- MATERIAL SUPPLIED
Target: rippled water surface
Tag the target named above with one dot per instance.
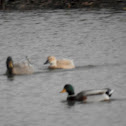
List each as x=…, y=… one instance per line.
x=94, y=39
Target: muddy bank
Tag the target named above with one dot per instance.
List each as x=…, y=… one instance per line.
x=60, y=4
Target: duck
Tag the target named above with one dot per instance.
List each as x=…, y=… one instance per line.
x=59, y=64
x=18, y=68
x=87, y=95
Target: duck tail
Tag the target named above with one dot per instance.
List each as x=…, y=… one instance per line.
x=109, y=92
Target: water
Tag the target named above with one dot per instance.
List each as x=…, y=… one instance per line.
x=94, y=39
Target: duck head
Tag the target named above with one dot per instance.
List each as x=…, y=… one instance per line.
x=9, y=64
x=51, y=60
x=69, y=89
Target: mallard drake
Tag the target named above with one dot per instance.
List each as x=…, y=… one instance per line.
x=59, y=64
x=88, y=95
x=19, y=68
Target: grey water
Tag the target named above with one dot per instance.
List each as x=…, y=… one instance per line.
x=94, y=39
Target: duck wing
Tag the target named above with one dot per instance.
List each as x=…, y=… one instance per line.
x=95, y=92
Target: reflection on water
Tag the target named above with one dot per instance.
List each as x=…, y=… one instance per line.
x=94, y=39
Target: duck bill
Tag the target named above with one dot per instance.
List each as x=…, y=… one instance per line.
x=63, y=91
x=46, y=62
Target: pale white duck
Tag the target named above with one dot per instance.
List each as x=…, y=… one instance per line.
x=59, y=64
x=18, y=68
x=88, y=95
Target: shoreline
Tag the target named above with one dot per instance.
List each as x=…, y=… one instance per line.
x=60, y=4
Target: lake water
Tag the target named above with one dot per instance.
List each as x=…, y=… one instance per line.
x=94, y=39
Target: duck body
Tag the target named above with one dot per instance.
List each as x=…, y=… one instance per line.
x=18, y=68
x=59, y=64
x=88, y=95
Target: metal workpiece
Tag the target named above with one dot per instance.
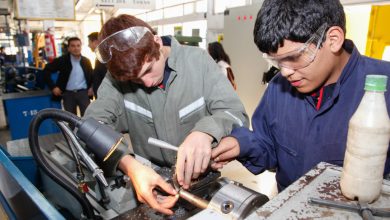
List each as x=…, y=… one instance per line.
x=193, y=199
x=235, y=201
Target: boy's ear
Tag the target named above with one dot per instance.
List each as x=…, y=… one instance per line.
x=158, y=40
x=335, y=36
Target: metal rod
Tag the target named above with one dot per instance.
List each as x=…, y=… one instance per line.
x=193, y=199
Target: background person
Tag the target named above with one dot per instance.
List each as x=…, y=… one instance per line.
x=74, y=82
x=303, y=116
x=99, y=72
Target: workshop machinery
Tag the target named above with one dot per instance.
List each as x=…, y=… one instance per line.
x=70, y=171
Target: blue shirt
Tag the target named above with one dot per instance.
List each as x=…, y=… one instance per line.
x=291, y=135
x=76, y=79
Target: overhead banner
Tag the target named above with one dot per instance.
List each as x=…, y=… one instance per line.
x=45, y=9
x=131, y=4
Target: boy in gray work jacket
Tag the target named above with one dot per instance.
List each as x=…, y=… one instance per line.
x=159, y=88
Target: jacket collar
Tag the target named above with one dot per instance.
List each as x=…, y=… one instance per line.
x=175, y=53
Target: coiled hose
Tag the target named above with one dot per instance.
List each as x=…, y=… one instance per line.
x=73, y=120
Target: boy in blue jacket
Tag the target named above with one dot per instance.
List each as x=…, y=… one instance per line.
x=303, y=116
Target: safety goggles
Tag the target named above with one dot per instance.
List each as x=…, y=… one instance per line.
x=302, y=56
x=120, y=41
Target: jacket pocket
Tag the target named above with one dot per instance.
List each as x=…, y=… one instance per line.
x=141, y=113
x=193, y=112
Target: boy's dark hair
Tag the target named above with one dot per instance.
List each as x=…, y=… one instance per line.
x=294, y=20
x=126, y=65
x=73, y=39
x=217, y=52
x=93, y=36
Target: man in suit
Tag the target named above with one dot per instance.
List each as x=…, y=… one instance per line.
x=74, y=79
x=99, y=72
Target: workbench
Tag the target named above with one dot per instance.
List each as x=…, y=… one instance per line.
x=322, y=182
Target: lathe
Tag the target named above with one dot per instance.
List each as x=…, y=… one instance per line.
x=71, y=165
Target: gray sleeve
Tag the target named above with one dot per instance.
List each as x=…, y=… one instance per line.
x=109, y=107
x=226, y=109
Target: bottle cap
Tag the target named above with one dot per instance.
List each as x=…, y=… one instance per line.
x=376, y=83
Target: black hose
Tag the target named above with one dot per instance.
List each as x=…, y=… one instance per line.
x=73, y=120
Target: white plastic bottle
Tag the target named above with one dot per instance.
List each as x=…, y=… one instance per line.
x=367, y=144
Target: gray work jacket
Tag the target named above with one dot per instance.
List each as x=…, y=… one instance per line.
x=197, y=97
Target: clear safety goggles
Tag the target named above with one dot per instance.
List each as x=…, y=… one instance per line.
x=302, y=56
x=120, y=41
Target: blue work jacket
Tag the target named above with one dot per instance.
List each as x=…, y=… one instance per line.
x=289, y=134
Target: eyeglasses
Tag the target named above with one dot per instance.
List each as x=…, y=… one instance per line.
x=121, y=41
x=302, y=56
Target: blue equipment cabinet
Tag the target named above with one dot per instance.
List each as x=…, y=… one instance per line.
x=19, y=199
x=20, y=108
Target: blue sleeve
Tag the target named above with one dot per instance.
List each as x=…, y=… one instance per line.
x=257, y=152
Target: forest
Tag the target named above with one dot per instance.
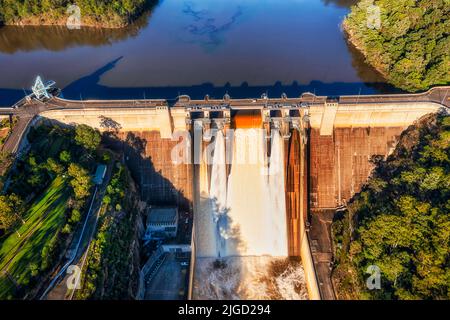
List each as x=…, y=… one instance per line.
x=44, y=202
x=400, y=223
x=102, y=13
x=408, y=43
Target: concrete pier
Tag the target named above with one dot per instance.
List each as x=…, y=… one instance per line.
x=328, y=145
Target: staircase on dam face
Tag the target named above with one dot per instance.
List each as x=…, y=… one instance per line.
x=342, y=136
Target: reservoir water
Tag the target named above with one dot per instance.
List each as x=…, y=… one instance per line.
x=194, y=47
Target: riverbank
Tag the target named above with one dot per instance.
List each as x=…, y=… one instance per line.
x=103, y=16
x=406, y=44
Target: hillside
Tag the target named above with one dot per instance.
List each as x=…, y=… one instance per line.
x=410, y=47
x=400, y=222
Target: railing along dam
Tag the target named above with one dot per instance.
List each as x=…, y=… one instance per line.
x=252, y=172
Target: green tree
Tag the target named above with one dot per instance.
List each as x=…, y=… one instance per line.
x=11, y=211
x=400, y=222
x=54, y=166
x=65, y=157
x=81, y=181
x=411, y=47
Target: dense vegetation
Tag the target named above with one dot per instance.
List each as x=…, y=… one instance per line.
x=43, y=203
x=105, y=13
x=411, y=49
x=400, y=222
x=112, y=267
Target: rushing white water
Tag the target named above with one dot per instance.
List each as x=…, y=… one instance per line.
x=241, y=228
x=256, y=197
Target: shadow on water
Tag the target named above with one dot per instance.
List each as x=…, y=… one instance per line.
x=89, y=88
x=58, y=38
x=341, y=3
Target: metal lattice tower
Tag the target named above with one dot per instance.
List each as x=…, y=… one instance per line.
x=40, y=90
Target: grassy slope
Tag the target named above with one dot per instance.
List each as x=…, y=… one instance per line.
x=44, y=218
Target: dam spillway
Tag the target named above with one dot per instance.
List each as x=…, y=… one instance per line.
x=326, y=163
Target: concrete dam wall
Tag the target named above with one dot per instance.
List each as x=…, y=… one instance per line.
x=327, y=149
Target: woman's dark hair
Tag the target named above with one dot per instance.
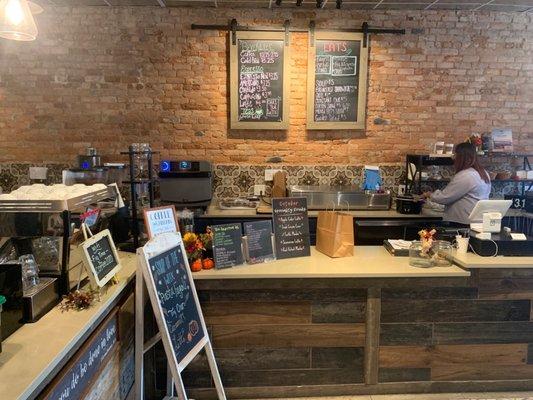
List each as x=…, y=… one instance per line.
x=466, y=157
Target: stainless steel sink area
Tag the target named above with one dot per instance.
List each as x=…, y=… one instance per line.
x=341, y=197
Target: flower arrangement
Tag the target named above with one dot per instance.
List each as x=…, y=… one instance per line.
x=197, y=247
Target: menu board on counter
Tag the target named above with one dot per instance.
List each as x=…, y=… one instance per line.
x=258, y=70
x=291, y=227
x=170, y=289
x=337, y=75
x=258, y=242
x=101, y=257
x=227, y=245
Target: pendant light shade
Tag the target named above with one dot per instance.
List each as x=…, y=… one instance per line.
x=16, y=20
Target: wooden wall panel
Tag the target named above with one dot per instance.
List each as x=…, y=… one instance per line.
x=428, y=356
x=337, y=357
x=314, y=335
x=480, y=332
x=339, y=312
x=454, y=310
x=506, y=288
x=404, y=374
x=256, y=313
x=457, y=293
x=485, y=372
x=406, y=334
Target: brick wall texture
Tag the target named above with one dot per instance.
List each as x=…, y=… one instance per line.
x=108, y=77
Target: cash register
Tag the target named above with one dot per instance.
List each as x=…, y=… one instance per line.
x=490, y=237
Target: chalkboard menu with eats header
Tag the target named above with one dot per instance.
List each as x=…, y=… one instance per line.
x=227, y=245
x=258, y=81
x=291, y=227
x=101, y=258
x=259, y=241
x=175, y=299
x=336, y=92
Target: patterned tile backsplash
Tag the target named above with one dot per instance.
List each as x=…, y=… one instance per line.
x=239, y=180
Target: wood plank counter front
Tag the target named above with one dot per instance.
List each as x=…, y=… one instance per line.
x=367, y=324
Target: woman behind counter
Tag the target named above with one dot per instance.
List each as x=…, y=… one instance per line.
x=470, y=184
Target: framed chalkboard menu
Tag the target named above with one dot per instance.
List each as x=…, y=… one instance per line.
x=291, y=227
x=337, y=81
x=100, y=258
x=227, y=245
x=259, y=78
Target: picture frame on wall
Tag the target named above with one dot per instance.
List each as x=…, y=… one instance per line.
x=337, y=81
x=259, y=81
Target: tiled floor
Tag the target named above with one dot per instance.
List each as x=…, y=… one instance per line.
x=442, y=396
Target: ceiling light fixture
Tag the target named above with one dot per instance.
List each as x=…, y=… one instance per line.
x=16, y=20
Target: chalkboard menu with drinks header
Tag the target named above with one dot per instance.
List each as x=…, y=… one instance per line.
x=337, y=81
x=259, y=81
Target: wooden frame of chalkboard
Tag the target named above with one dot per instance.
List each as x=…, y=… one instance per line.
x=96, y=277
x=340, y=46
x=273, y=121
x=158, y=270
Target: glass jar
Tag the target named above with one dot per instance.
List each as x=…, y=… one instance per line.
x=30, y=272
x=441, y=253
x=419, y=256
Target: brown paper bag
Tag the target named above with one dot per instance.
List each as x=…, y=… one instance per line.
x=334, y=233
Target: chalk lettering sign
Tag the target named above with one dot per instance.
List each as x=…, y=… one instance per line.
x=258, y=87
x=260, y=80
x=259, y=241
x=181, y=317
x=291, y=227
x=160, y=220
x=80, y=373
x=227, y=245
x=101, y=258
x=338, y=90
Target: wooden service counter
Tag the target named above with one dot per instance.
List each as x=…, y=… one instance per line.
x=75, y=354
x=368, y=324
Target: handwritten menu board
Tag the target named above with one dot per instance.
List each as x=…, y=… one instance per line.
x=102, y=257
x=227, y=245
x=259, y=241
x=291, y=227
x=258, y=87
x=338, y=95
x=181, y=317
x=80, y=372
x=260, y=80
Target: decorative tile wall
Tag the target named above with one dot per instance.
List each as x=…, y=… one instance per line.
x=239, y=180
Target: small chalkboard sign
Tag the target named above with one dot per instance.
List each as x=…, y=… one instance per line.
x=164, y=267
x=100, y=258
x=258, y=72
x=259, y=246
x=181, y=315
x=227, y=245
x=291, y=227
x=336, y=93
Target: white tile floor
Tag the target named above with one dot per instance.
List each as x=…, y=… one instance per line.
x=441, y=396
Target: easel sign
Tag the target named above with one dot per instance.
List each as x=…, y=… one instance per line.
x=100, y=257
x=163, y=266
x=160, y=220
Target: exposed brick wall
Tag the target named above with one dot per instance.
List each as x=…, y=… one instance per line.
x=107, y=77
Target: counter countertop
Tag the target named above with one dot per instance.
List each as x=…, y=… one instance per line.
x=473, y=261
x=215, y=212
x=34, y=352
x=367, y=262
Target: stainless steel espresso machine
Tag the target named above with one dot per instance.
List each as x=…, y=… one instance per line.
x=186, y=184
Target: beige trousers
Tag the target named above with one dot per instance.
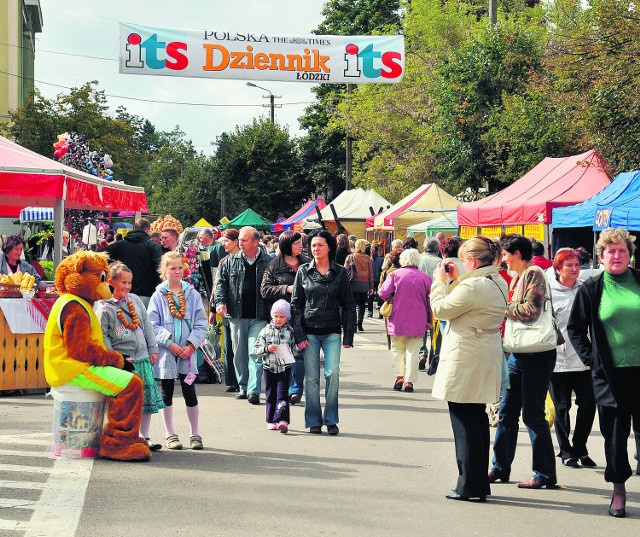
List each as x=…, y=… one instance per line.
x=406, y=355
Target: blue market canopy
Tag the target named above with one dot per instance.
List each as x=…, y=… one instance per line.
x=36, y=214
x=617, y=205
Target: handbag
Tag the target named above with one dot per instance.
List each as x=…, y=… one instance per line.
x=537, y=336
x=387, y=308
x=436, y=342
x=351, y=268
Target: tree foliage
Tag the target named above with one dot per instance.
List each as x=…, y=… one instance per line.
x=257, y=166
x=323, y=149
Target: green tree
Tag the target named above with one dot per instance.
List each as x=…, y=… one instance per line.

- EXERCISE REQUIREMENTS
Reproduce the stretch of data from the line containing "Target: easel sign" through the end, word for word, and omit the pictures.

- ANSWER FOR THIS EXERCISE
Target: easel sign
Tag the target named above with one dot per instance.
List each as x=…, y=… one instance per line.
x=100, y=257
x=163, y=266
x=160, y=220
Target: exposed brick wall
Tag the target named above with one dot per instance.
List each as x=…, y=… one instance per line.
x=107, y=77
Target: counter countertop
Tag the target named above with one dot per instance.
List each as x=…, y=… one instance per line.
x=473, y=261
x=215, y=212
x=34, y=352
x=367, y=262
Target: stainless steel espresso machine
Tag the target named above with one dot per instance.
List each as x=…, y=… one instance per line.
x=186, y=184
Target: beige trousers
Tag the target named above with one dot per instance.
List each as x=…, y=… one instance per line.
x=406, y=355
Target: blue market canopy
Tag the target named above with one dot per instance.
List each as x=…, y=… one instance per line.
x=36, y=214
x=617, y=205
Target: handbag
Tag the target named above with one dot per instance.
List each as x=…, y=… one instance per line.
x=537, y=336
x=387, y=308
x=436, y=342
x=351, y=268
Target: tree foliage
Tag the target named above with one dot per instance.
List each as x=…, y=… one instance per line.
x=257, y=166
x=323, y=149
Target: green tree
Tag the target named above with one dot per instance.
List each as x=…, y=… one instance per line.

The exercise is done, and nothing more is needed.